§ **Directions**
Shift every box coordinate in the listing up by 68, starting at the line that contains "Someone flagged mossy" and ending at the line that contains "[58,351,1024,574]", both lines included. Rewrite only that stretch in full, keeping its other lines unchanged.

** Begin Recorded data **

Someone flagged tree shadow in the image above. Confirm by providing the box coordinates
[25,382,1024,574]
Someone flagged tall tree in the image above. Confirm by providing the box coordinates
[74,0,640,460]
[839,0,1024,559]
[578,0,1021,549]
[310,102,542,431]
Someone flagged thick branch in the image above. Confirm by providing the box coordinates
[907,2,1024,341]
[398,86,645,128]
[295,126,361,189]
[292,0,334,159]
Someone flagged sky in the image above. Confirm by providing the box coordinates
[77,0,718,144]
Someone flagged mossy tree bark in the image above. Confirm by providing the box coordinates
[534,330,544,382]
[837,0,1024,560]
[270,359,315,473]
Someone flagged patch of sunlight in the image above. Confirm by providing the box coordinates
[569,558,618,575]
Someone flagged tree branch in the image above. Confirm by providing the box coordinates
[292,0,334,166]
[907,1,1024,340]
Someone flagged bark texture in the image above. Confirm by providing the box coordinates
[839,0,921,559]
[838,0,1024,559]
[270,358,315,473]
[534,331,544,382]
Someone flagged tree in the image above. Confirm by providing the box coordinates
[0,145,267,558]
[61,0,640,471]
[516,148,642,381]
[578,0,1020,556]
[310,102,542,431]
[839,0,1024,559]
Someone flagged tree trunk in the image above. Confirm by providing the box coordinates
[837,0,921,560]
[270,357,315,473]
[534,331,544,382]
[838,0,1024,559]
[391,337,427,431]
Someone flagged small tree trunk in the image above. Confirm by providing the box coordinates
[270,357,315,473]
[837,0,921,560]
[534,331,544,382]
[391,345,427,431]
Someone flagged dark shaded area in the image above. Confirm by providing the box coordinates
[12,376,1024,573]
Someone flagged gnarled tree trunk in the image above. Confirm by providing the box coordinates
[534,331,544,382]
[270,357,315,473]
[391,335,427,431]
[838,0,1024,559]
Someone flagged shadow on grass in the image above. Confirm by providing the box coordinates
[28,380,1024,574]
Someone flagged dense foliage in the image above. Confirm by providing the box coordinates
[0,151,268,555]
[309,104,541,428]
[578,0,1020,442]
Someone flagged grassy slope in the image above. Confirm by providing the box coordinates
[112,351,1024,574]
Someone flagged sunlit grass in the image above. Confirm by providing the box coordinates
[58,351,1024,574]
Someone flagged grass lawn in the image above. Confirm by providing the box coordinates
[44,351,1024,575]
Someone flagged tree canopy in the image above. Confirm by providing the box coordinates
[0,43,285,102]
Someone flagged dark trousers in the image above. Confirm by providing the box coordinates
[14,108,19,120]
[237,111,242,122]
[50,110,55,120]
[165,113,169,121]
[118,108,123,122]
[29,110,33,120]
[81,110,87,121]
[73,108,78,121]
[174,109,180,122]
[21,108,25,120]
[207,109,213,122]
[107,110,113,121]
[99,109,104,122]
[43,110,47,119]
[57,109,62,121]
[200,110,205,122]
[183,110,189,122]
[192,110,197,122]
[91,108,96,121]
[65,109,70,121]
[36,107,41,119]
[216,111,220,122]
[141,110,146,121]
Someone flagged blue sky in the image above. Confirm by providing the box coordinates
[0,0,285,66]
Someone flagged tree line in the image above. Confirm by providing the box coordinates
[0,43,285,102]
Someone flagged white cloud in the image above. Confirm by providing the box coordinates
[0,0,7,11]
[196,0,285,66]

** End Recorded data **

§ **Solution to this exercise**
Someone flagged mossy tree bark in the image above. Confirm by providing the box coordinates
[602,398,612,450]
[905,68,1092,628]
[338,427,383,541]
Someone flagged patch of sunlight in the image above. Confirm by providing the box coordinates
[637,626,686,643]
Someone flagged tree branch in the image above. Confirm by providing the box coordinates
[360,68,402,234]
[975,69,1092,408]
Someone flagged bark texture in the image above. Confirm by providing the box coordinates
[907,68,989,627]
[906,68,1092,627]
[338,426,383,541]
[602,399,612,450]
Someone flagged tree in the image above. Confirm by providing the box coordinates
[68,213,335,626]
[129,68,708,539]
[584,216,710,449]
[646,68,1088,624]
[378,170,610,499]
[907,68,1092,627]
Someone flagged tree trunk in the image above. Confirm by providing the box coordinates
[905,68,989,628]
[338,425,383,541]
[602,399,612,450]
[906,68,1092,627]
[459,405,495,499]
Someone flagged small tree trunk in the image above. Confirm by providing the box coordinates
[338,425,383,541]
[905,68,989,628]
[602,399,612,450]
[459,413,495,499]
Someone flagged dark shaded area in the image above. Confirm by providing the box coordinates
[80,444,1092,641]
Someone flagged gnarled tree trunk in the image above. Confirm by providing the box coordinates
[602,399,612,450]
[338,425,383,541]
[459,403,495,499]
[906,68,1092,627]
Someone flagged shadow on grass in the image above. Confirm by providing the box coordinates
[96,448,1092,642]
Someone flagged dense foliage in the image above. Confirm by providing the box coordinates
[68,219,336,623]
[377,172,609,496]
[646,68,1088,510]
Someone flagged grassy slope in the image above. Confirm by providing the box coordinates
[180,419,1092,642]
Someone flagged sunlit grass in the image above. Confirm by providing the box coordinates
[126,419,1092,642]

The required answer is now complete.